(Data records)
★ ★ ★ ★ ★ ★ ★

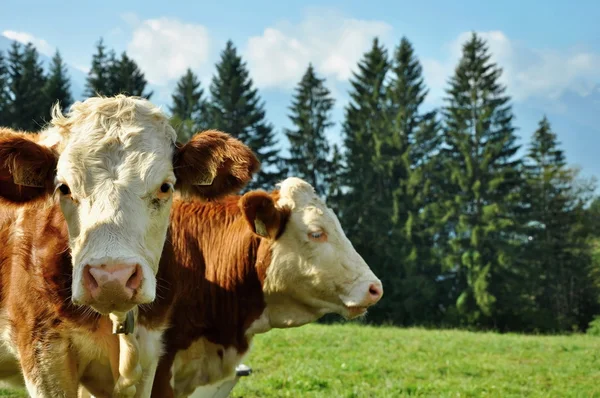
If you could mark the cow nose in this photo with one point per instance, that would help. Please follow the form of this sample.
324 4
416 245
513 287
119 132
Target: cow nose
375 293
124 277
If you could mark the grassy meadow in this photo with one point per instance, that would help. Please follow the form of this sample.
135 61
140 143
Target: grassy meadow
359 361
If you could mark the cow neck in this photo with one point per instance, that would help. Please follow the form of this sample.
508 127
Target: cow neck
221 265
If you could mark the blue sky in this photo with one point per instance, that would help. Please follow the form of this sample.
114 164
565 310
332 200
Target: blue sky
550 51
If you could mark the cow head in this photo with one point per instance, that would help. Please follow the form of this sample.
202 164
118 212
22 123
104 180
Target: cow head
312 261
113 165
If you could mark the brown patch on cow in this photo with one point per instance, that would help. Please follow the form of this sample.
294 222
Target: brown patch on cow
26 168
219 268
213 164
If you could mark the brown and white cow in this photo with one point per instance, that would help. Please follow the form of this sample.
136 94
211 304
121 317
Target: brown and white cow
111 165
230 269
114 163
244 265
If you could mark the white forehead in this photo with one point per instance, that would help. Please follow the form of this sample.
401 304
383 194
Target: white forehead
303 200
124 139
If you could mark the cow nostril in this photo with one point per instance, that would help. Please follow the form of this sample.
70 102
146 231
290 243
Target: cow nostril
135 279
374 291
89 279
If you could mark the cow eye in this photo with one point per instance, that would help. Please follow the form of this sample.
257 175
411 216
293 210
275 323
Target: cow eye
318 236
166 187
64 189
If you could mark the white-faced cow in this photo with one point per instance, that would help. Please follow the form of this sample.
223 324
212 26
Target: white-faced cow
244 265
112 165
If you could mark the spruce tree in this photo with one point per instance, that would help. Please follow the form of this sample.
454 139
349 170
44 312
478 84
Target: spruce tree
334 178
57 86
127 78
98 80
311 117
28 107
110 75
189 109
558 255
406 152
236 108
4 94
359 209
483 200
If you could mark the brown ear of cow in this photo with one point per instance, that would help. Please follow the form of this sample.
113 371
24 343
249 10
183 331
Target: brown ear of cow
261 214
26 169
213 164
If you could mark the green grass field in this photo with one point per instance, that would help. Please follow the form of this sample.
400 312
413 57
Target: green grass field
357 361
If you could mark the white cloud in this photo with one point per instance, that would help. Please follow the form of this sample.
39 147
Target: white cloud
23 37
164 48
333 43
527 72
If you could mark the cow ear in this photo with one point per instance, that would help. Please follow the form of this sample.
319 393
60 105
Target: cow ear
213 164
261 214
27 169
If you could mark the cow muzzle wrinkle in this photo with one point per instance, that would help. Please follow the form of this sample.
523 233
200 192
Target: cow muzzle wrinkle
112 285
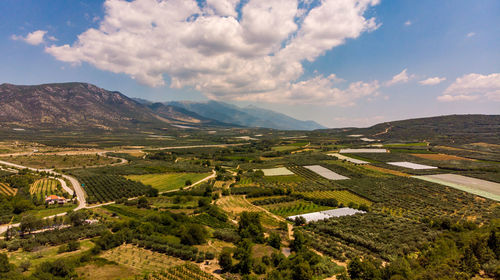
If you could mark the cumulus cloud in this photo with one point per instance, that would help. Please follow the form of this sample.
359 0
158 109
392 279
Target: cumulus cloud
33 38
257 54
473 87
400 78
432 81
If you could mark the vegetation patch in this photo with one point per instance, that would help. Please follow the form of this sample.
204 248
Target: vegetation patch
62 161
343 196
140 259
45 187
103 188
6 190
168 181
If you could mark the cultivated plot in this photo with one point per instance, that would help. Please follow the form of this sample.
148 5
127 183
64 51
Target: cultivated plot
279 171
475 186
411 165
357 151
334 213
168 181
326 173
349 159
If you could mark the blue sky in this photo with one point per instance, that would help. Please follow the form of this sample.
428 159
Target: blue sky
314 64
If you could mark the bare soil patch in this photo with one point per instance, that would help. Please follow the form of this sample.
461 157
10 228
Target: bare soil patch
440 157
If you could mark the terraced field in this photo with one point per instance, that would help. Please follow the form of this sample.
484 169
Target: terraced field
168 181
297 207
187 271
45 187
235 204
344 197
7 190
140 259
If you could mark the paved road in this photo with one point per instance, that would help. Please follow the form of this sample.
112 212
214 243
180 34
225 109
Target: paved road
80 194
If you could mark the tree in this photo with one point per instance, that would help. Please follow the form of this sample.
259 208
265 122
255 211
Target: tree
493 243
299 241
193 234
250 227
469 262
302 270
244 254
78 218
225 260
143 202
30 223
274 240
299 221
4 263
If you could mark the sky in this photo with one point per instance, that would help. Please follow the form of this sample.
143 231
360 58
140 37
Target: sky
338 62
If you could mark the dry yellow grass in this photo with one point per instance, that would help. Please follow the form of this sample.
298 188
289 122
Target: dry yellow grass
108 271
440 157
5 189
385 170
139 259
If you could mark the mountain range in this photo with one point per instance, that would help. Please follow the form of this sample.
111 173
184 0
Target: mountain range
82 105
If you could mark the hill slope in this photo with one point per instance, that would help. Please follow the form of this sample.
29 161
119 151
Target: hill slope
452 128
84 106
250 116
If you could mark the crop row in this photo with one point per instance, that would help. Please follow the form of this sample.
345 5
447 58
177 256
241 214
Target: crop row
183 272
105 188
6 190
45 187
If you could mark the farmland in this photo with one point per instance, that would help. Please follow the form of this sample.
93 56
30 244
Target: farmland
326 173
344 197
104 188
140 259
183 272
62 161
7 190
411 165
234 225
475 186
296 207
45 187
167 181
278 171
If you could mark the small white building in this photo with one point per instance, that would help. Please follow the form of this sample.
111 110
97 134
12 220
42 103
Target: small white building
53 199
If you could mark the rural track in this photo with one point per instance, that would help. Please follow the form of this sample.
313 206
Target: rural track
93 152
80 194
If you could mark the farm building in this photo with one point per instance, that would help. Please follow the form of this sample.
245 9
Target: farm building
53 199
354 151
334 213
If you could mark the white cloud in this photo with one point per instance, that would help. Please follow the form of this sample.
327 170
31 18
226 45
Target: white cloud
432 81
215 51
33 38
400 78
473 87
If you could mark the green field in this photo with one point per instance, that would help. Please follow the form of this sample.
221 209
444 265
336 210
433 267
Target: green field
344 197
297 207
284 179
6 190
168 181
46 187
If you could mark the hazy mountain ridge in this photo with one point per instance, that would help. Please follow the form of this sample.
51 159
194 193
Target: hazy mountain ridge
249 116
82 106
70 105
459 128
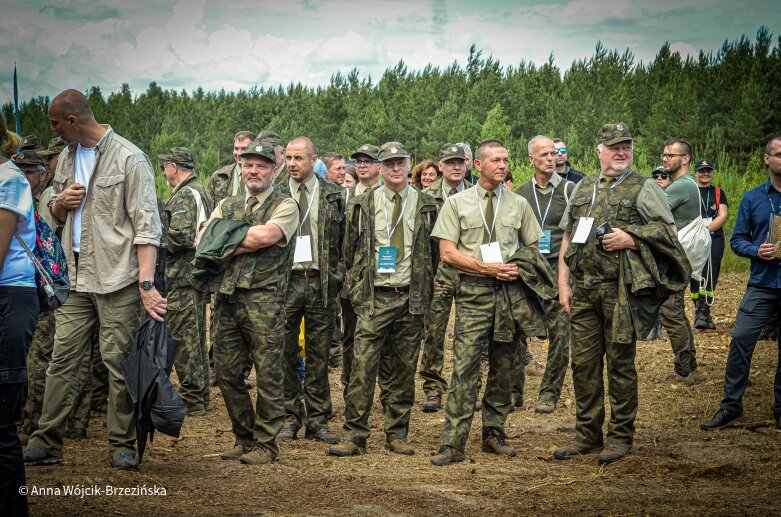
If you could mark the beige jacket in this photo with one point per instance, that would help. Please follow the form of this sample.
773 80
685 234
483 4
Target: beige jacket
120 212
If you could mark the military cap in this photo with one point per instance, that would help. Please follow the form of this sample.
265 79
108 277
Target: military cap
269 137
367 149
451 152
56 145
264 149
613 133
181 156
391 150
31 143
29 157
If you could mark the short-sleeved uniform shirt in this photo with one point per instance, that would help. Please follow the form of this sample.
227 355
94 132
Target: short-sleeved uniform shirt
461 221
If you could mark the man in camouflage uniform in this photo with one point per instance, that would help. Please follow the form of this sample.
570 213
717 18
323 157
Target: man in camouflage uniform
185 210
389 260
452 163
592 291
548 193
311 292
226 181
249 312
478 230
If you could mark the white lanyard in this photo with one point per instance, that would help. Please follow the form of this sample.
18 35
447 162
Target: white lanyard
543 217
385 210
490 230
308 208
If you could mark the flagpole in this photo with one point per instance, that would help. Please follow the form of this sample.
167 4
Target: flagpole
16 103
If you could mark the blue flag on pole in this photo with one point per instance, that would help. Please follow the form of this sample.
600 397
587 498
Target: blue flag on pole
16 103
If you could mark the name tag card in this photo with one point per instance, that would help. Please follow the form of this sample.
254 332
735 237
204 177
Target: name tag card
544 242
303 252
491 253
386 259
583 230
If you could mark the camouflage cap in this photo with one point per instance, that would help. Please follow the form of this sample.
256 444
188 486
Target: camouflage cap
703 164
31 143
391 150
181 156
451 152
28 157
613 133
56 145
269 137
367 149
264 149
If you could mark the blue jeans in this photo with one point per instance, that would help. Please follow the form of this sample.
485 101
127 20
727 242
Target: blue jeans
759 305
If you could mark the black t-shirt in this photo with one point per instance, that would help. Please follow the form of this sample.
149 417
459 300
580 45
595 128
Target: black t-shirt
709 205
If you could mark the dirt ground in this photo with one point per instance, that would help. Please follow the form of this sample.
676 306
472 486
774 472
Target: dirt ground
677 469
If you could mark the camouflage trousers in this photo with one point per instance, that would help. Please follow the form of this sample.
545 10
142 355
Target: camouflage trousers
557 324
591 319
250 329
185 320
304 299
38 359
673 316
349 320
391 335
433 358
475 305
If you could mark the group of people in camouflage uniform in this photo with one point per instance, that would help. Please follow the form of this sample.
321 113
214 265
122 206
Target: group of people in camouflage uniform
582 260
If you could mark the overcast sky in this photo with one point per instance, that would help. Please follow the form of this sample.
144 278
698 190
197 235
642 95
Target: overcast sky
245 43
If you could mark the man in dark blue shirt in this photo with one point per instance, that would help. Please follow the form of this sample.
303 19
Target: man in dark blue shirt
752 239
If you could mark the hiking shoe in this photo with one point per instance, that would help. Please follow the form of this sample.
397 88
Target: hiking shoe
322 435
431 404
498 445
237 452
446 456
124 461
257 456
615 451
534 369
720 420
575 449
399 447
35 456
545 407
287 434
344 449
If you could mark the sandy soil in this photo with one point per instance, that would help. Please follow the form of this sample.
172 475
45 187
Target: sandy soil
678 469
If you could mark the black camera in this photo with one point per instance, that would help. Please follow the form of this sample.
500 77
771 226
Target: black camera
602 229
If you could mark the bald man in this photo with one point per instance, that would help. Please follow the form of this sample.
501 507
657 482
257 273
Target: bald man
106 206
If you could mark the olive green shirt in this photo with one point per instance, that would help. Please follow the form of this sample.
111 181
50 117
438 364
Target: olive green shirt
285 215
314 202
460 221
383 203
651 202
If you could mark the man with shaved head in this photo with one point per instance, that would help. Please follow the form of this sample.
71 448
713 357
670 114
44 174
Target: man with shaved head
106 206
311 292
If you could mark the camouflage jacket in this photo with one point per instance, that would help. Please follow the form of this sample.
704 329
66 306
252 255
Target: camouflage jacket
220 184
330 235
266 270
360 259
188 206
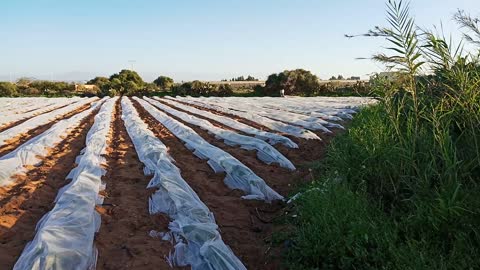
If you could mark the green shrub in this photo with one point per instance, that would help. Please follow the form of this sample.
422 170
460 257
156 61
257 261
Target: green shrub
7 89
411 162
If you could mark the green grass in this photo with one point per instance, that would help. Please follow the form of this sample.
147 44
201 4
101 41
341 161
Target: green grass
400 189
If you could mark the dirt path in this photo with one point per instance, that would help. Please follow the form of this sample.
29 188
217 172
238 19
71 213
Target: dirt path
245 225
123 241
308 151
16 123
280 179
15 142
31 196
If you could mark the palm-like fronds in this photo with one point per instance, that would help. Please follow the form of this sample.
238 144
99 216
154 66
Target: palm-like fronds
471 25
402 36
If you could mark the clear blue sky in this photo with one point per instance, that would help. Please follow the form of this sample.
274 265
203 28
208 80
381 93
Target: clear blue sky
187 39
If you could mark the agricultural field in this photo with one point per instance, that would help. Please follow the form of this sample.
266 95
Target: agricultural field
142 183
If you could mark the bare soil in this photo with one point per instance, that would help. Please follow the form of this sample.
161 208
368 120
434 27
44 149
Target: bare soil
20 139
32 195
123 241
16 123
246 226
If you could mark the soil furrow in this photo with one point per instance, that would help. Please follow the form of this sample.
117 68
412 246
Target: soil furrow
280 179
32 195
245 225
123 241
308 151
20 139
16 123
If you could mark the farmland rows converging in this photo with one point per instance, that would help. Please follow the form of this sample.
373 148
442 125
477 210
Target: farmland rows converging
142 183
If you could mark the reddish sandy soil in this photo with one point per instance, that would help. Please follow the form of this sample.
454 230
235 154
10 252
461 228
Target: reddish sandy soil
246 226
280 179
308 151
15 142
123 241
23 203
9 125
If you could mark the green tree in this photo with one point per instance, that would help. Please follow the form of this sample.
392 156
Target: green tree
99 81
7 89
164 83
294 82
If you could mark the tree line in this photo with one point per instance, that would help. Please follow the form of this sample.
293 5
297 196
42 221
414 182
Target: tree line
128 82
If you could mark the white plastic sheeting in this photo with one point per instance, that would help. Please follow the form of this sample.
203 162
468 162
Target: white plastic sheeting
45 107
197 240
265 121
41 120
328 108
269 137
21 105
265 152
238 176
247 105
30 152
64 238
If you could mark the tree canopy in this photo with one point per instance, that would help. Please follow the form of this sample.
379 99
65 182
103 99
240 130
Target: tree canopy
164 82
294 82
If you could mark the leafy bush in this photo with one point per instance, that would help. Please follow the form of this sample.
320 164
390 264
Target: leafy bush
412 162
7 89
198 88
164 83
294 82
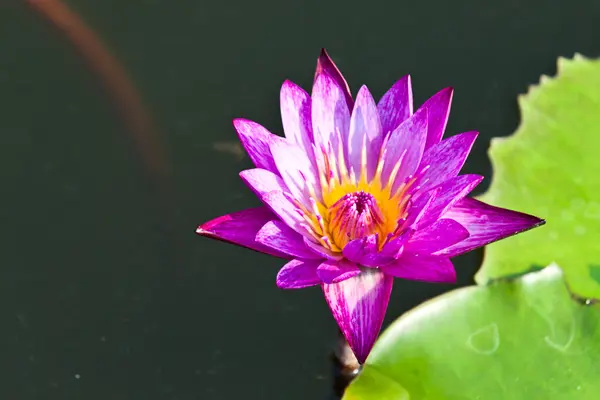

★ ★ ★ ★ ★ ★ ★

EXERCISE TASK: How many lines in the entries above contain the word "beige"? Case matters. Reply with the number alone.

EXERCISE SOLUTION: 2